- [WORK REQUIRED]:
Starting at the line that contains "Tag each instance of the man" and continuing through the end of the records, write those lines out again, swapping "one dot" for "a single dot" and leaving everything else unchanged.

- [LISTED ENTRIES]:
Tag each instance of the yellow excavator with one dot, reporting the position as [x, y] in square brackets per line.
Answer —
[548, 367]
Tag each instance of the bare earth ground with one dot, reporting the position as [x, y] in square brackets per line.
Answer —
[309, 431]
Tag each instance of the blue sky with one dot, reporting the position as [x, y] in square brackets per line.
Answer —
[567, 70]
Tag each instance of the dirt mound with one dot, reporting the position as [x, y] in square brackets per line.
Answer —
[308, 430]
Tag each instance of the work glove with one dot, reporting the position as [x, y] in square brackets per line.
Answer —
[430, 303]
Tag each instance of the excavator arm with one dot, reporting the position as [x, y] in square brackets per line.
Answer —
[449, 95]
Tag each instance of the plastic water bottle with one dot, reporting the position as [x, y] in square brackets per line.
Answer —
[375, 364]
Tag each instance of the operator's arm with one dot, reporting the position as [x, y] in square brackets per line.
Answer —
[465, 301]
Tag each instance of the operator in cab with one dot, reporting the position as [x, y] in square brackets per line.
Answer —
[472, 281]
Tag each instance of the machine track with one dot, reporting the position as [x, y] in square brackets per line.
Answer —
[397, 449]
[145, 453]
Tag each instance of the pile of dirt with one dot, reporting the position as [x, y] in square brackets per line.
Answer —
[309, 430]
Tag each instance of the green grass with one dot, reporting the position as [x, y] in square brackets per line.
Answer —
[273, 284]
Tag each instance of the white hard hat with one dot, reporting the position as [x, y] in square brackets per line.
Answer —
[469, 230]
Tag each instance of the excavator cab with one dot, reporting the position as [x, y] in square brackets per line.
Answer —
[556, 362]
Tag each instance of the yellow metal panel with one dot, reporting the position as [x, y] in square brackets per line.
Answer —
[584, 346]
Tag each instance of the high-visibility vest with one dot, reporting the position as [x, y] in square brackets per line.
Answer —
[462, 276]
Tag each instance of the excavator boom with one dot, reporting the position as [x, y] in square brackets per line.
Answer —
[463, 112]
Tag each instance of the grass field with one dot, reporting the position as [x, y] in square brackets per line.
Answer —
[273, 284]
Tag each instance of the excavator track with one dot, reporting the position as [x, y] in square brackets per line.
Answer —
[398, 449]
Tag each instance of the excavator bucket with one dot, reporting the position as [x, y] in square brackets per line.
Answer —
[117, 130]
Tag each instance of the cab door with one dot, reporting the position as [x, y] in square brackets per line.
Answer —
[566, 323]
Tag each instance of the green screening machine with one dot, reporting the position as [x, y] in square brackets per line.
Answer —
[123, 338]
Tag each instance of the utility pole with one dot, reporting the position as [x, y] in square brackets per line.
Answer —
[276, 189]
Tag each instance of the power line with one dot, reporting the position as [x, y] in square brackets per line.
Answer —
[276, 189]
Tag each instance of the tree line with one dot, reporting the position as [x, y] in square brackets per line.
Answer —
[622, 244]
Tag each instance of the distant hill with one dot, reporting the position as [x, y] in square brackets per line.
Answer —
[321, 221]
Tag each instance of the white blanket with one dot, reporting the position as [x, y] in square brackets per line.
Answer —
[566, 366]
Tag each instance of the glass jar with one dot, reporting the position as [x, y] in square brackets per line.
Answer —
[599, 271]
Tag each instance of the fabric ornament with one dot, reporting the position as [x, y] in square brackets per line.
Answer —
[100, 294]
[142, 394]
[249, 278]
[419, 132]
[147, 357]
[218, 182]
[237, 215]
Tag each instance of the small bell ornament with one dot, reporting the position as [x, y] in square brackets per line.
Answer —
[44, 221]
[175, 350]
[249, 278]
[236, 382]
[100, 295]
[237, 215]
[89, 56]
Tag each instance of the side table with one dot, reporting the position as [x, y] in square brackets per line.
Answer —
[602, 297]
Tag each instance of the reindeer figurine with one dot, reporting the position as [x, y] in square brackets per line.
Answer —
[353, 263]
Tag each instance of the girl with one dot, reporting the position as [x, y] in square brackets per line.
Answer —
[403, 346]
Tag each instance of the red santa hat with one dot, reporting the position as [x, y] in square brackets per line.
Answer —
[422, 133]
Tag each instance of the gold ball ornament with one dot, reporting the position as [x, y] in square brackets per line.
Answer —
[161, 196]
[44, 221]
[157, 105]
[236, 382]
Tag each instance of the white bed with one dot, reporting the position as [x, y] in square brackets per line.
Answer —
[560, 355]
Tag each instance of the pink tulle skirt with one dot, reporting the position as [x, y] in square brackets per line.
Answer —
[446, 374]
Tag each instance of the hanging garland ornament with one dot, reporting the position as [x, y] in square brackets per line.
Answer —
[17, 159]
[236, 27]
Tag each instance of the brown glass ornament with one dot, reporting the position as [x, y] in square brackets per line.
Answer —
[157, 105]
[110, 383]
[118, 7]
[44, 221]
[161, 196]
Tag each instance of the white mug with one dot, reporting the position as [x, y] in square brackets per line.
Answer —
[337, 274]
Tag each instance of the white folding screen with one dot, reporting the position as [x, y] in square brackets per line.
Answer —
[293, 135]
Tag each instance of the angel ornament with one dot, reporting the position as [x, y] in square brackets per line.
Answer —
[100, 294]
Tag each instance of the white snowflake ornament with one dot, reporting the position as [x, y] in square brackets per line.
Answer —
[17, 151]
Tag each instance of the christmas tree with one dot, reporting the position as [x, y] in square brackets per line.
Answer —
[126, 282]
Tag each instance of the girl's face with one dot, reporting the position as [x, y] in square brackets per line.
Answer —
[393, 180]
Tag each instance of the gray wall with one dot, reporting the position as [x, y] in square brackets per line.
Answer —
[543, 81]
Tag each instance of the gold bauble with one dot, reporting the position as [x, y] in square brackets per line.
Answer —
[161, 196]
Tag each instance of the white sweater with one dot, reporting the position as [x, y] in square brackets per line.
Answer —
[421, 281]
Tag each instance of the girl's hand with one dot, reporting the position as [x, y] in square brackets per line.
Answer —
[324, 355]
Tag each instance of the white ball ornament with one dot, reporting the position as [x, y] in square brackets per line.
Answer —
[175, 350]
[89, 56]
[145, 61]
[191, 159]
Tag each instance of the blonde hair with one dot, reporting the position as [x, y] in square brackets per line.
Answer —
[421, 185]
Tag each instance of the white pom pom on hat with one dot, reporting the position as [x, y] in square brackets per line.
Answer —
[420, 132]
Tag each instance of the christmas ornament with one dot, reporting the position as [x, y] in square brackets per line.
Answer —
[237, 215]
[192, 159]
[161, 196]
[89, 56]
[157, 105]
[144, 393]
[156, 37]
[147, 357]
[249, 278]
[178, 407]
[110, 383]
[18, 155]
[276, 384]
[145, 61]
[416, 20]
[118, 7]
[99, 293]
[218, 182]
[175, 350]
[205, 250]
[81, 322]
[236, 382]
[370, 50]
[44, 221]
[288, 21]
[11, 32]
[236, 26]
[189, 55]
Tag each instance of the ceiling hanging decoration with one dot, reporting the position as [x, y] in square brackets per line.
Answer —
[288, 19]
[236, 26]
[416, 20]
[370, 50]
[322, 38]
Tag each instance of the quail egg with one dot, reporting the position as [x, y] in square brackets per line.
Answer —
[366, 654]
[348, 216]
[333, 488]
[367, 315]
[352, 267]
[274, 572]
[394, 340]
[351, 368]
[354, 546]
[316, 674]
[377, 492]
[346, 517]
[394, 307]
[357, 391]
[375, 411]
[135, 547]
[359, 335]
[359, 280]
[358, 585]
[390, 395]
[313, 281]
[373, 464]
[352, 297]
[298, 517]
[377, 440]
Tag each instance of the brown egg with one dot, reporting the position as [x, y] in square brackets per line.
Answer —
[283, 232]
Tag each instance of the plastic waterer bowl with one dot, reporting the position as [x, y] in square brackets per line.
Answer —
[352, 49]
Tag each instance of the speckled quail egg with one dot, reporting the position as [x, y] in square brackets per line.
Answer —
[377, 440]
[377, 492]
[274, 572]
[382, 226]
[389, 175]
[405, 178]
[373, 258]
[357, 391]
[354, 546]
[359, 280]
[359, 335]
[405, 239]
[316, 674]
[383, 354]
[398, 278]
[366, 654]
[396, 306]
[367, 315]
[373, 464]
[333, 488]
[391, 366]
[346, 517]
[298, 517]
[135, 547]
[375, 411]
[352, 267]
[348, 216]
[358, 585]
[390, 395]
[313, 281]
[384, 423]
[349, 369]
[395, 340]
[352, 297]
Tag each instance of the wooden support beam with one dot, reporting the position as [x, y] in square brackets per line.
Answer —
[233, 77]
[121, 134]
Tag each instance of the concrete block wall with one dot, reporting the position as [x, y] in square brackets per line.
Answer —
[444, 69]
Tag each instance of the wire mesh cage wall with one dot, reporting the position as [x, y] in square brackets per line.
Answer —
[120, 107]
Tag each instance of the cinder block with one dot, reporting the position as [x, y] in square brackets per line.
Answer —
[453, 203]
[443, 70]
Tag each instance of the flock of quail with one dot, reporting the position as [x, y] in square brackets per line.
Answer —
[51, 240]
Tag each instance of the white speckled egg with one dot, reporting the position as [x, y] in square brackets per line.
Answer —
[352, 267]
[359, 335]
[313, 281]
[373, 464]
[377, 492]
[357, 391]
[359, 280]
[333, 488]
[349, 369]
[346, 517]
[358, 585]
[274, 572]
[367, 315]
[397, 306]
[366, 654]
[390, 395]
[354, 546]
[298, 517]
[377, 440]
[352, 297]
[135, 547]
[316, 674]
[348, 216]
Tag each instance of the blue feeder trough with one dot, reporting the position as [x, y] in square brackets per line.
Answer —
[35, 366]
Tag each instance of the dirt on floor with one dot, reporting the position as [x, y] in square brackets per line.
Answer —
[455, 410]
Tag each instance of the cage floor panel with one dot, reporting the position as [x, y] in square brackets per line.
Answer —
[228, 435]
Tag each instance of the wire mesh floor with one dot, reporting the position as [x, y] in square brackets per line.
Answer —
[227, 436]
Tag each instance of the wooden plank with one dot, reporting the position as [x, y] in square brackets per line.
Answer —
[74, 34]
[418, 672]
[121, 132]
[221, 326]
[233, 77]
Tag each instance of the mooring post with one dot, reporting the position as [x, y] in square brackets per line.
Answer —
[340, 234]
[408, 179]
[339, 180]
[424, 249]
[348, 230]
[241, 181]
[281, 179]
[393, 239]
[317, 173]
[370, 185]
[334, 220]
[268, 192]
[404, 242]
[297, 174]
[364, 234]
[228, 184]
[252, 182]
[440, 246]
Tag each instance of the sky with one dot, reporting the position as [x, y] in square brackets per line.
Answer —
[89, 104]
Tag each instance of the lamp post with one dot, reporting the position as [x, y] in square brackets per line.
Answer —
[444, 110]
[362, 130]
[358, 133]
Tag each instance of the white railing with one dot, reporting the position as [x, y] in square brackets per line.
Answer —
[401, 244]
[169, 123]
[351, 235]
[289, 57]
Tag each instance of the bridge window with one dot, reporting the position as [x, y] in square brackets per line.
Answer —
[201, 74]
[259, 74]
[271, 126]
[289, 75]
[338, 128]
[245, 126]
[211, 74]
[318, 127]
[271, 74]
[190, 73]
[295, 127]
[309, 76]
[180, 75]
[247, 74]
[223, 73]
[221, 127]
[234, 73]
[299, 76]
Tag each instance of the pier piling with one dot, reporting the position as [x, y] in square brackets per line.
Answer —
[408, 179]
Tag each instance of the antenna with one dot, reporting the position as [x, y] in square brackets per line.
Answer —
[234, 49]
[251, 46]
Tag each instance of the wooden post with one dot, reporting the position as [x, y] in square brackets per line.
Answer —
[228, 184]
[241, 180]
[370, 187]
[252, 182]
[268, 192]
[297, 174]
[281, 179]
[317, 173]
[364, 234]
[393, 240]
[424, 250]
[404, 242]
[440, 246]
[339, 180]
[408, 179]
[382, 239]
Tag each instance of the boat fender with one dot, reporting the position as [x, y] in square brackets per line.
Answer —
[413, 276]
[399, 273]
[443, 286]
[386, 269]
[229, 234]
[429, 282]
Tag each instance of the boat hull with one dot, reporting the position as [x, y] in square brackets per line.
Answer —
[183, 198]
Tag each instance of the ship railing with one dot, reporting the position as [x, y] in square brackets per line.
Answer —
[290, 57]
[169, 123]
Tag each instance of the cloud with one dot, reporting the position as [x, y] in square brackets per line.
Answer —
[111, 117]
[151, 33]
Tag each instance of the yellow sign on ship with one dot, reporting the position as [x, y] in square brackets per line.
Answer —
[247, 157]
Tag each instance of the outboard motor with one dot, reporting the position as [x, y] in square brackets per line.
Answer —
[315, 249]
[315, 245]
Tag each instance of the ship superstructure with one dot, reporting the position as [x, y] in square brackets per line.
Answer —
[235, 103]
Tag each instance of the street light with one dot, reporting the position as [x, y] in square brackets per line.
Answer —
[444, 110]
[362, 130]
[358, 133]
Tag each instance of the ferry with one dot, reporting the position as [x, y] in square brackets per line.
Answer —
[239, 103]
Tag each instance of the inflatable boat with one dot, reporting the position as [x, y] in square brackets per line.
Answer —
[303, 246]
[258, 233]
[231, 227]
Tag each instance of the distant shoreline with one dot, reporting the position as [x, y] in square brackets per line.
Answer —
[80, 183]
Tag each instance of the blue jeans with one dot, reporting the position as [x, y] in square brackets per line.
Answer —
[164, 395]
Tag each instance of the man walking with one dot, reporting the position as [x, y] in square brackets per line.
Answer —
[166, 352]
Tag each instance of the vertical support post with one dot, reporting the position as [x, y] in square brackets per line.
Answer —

- [PROBLEM SOLUTION]:
Tag each instance of the man walking with a single dot, reporting the position as [x, y] in square brackets per line.
Answer —
[166, 352]
Tag each instance of the vertical support post with a single dot, reporting the position as [x, y] in square brackets per line.
Answer —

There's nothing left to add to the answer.